Extracted material START

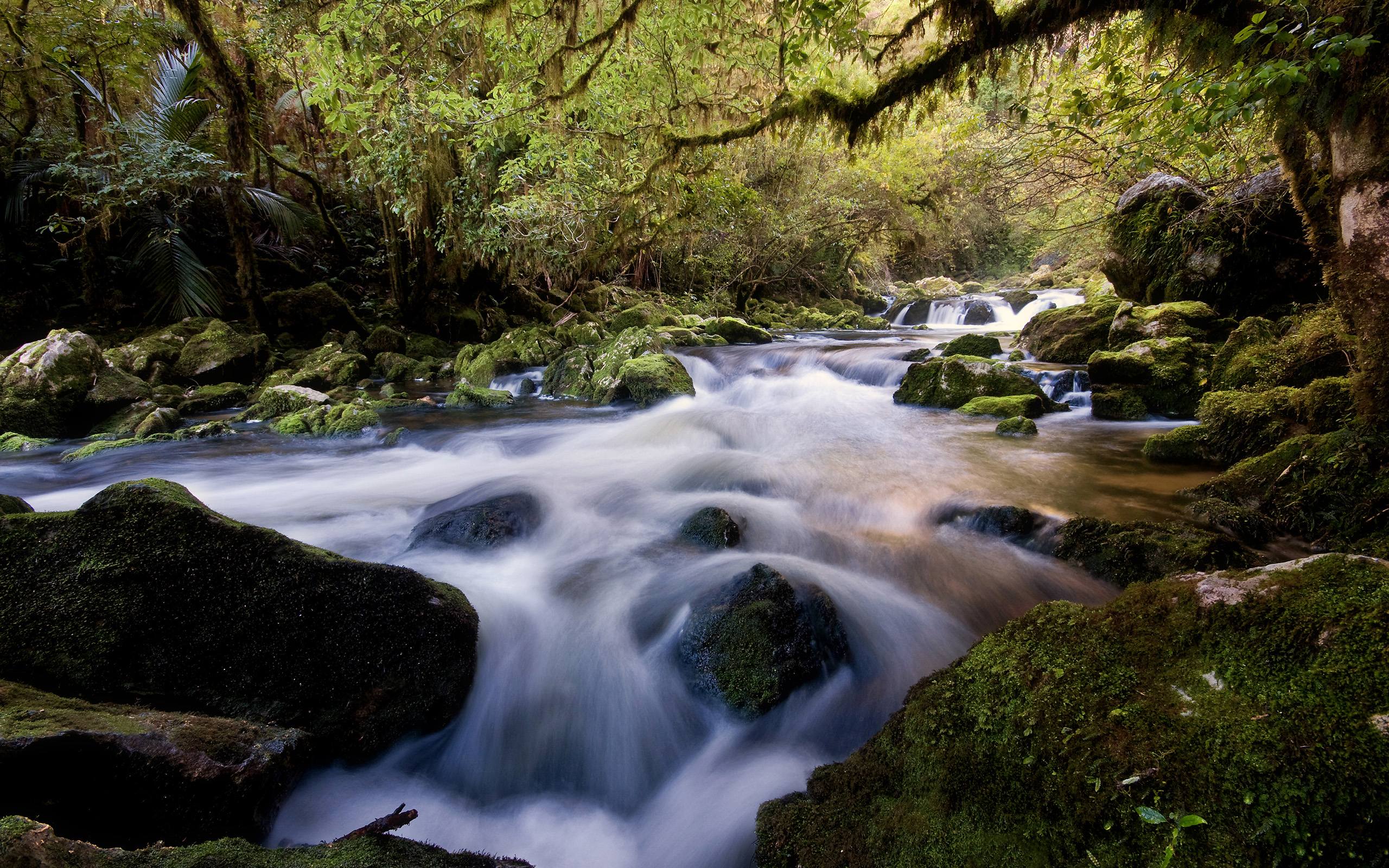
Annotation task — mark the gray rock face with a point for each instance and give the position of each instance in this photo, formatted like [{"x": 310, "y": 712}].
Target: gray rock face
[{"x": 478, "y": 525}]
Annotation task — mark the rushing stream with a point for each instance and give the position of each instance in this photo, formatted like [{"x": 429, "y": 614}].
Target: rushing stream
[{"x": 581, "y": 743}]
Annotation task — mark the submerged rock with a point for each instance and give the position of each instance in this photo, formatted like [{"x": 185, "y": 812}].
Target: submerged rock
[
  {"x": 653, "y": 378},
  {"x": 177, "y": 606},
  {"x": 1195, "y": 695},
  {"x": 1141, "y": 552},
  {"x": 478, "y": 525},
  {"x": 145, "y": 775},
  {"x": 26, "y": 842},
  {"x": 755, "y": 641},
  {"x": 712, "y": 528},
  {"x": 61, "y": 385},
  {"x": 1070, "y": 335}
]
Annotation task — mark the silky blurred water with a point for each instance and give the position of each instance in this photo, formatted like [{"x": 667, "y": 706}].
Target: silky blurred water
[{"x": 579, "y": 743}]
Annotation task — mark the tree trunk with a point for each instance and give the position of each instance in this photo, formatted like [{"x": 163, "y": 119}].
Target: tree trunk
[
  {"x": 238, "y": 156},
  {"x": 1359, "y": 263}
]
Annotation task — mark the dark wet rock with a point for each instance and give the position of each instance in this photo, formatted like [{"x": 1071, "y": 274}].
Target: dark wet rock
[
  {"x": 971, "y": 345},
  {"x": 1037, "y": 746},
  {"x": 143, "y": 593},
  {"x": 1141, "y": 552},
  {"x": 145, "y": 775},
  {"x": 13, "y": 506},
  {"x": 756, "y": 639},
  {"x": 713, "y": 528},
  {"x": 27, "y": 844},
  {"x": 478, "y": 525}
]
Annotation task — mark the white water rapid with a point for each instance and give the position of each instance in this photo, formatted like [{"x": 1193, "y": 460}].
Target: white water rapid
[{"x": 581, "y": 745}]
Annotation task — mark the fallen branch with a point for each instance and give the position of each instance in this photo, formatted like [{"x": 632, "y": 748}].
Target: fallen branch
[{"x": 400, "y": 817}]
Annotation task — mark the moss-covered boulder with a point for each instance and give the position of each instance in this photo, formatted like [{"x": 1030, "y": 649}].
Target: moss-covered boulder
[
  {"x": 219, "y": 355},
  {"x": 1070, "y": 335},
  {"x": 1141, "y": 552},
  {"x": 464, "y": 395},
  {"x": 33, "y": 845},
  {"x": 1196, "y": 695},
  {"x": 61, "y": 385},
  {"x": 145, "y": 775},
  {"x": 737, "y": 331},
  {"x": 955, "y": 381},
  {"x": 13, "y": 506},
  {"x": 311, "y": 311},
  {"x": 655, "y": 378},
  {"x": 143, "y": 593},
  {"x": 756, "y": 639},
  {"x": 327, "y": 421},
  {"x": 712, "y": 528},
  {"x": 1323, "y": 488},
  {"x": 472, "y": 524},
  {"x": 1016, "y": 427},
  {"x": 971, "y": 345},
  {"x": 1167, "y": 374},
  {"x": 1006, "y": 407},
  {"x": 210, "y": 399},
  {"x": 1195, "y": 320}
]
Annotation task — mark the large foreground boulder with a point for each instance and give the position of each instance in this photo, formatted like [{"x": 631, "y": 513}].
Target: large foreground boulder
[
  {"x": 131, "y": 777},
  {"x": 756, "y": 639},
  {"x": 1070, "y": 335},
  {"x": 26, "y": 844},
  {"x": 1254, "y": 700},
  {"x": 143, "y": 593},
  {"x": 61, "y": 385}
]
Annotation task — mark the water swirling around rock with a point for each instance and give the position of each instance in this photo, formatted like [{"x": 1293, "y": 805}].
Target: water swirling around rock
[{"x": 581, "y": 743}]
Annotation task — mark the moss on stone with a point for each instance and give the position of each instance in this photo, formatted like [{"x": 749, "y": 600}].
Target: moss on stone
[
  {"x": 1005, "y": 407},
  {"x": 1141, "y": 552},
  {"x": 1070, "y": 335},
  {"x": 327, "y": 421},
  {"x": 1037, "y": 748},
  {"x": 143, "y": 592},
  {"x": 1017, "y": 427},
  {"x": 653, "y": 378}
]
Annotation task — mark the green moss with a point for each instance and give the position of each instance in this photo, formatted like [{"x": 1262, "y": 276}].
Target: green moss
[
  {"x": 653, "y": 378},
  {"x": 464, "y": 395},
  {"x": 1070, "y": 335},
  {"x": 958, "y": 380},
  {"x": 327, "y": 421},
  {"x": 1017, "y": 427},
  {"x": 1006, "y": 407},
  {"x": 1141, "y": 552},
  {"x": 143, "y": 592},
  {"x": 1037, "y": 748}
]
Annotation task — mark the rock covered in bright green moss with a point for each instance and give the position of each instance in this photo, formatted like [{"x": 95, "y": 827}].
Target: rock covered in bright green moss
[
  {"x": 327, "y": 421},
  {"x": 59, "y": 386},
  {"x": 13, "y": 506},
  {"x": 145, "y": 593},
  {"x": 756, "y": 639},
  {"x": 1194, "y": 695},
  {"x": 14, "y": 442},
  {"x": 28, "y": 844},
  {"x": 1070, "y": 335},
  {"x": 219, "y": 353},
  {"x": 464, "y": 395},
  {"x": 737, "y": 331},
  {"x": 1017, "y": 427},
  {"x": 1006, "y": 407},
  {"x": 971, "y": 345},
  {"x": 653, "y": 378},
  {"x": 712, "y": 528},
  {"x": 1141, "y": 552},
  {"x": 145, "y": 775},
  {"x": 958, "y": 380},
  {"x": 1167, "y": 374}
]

Extracted material END
Extracted material START

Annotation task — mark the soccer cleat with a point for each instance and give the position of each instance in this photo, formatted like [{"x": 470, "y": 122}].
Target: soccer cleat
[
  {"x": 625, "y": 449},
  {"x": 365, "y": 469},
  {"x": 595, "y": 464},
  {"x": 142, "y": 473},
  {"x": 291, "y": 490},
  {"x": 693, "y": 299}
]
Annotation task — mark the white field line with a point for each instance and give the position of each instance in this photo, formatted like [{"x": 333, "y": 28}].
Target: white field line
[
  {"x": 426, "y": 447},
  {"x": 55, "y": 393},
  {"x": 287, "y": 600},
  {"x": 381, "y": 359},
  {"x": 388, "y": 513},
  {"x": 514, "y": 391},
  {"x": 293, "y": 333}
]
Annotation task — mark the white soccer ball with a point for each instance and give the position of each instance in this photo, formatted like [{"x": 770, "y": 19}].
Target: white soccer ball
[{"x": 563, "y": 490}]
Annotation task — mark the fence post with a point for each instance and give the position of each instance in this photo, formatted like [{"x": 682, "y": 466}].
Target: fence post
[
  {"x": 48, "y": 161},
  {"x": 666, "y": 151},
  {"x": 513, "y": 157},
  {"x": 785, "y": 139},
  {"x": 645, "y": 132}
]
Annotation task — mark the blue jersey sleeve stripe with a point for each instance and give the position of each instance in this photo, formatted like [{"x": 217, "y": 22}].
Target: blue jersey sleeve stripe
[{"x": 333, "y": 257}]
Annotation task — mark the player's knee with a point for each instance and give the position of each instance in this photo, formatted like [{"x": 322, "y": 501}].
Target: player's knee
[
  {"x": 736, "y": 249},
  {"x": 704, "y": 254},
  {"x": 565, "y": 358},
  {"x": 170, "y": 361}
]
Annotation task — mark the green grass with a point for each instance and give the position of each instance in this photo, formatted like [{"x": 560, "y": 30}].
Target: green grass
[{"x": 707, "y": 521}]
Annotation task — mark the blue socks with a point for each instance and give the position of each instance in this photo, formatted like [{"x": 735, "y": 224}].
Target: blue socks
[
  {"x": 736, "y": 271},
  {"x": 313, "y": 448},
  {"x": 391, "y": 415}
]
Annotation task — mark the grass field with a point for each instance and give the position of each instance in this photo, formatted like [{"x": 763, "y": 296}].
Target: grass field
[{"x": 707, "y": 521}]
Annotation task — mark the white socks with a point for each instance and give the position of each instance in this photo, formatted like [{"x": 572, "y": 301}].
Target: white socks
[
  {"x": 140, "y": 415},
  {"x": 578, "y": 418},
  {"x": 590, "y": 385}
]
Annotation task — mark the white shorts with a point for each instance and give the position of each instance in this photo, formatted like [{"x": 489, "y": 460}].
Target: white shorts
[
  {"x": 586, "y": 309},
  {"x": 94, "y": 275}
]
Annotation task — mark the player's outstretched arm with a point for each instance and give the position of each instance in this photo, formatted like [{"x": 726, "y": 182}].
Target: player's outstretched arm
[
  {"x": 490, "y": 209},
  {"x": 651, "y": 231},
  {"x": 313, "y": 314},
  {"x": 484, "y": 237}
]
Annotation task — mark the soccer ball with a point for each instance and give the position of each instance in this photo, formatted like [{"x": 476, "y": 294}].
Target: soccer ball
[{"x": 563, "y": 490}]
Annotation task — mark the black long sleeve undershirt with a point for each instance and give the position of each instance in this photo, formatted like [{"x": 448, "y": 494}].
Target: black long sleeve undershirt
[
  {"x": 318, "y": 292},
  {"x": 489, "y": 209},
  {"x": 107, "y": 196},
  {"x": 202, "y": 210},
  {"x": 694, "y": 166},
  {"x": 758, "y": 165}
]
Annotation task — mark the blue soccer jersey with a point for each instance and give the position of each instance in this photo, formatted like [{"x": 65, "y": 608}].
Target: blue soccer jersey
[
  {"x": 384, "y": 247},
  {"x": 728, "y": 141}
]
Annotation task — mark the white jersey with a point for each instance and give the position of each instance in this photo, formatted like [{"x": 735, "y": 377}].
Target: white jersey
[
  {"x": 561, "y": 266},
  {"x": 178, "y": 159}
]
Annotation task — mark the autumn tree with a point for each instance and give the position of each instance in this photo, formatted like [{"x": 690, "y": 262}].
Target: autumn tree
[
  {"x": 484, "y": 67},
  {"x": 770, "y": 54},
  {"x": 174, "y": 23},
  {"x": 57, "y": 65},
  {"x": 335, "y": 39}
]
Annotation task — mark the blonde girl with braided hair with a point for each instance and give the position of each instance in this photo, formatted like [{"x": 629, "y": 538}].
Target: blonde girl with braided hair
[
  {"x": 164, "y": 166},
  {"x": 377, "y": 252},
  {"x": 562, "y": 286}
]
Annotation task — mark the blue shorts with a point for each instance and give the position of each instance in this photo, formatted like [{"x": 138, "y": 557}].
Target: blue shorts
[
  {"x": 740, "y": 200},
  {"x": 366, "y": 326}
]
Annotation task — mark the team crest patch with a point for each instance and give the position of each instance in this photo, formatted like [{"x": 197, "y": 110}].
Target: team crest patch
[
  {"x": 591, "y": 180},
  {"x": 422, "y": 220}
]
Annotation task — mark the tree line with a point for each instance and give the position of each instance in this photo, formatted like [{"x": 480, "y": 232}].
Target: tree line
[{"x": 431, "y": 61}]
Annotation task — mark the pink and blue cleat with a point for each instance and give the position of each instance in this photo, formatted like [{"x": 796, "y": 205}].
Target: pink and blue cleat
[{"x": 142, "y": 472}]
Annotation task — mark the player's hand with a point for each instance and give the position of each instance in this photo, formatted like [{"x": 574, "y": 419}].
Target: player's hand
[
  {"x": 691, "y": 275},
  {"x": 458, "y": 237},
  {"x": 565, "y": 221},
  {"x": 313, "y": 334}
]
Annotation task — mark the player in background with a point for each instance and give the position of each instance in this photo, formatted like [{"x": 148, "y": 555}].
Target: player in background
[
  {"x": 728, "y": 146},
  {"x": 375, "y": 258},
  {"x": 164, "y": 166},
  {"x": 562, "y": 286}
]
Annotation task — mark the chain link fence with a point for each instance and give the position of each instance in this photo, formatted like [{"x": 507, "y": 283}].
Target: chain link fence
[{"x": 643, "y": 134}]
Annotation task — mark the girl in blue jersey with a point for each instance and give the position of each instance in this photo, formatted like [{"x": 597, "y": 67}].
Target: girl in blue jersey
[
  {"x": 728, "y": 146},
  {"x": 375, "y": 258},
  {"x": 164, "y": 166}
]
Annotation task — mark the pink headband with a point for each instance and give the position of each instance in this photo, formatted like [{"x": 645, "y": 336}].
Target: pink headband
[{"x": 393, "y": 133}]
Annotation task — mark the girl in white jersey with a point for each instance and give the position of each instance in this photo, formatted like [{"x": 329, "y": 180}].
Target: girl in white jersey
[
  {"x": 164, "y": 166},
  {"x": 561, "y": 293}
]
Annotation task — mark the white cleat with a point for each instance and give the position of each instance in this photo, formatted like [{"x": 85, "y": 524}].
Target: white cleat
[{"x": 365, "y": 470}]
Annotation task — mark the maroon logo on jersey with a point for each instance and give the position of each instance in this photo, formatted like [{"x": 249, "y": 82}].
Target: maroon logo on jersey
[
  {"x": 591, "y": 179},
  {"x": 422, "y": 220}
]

Extracted material END

Beginning with the line that has "Target: player in background" and ending with the line that has "Annotation task — mark the chain", set down the lines above exactly and include no others.

Target: player in background
[
  {"x": 728, "y": 146},
  {"x": 375, "y": 258},
  {"x": 164, "y": 166},
  {"x": 562, "y": 286}
]
Annotation task — mark the chain link fence with a point for each instance and give the position of each instance in this photo, formatted like [{"x": 507, "y": 283}].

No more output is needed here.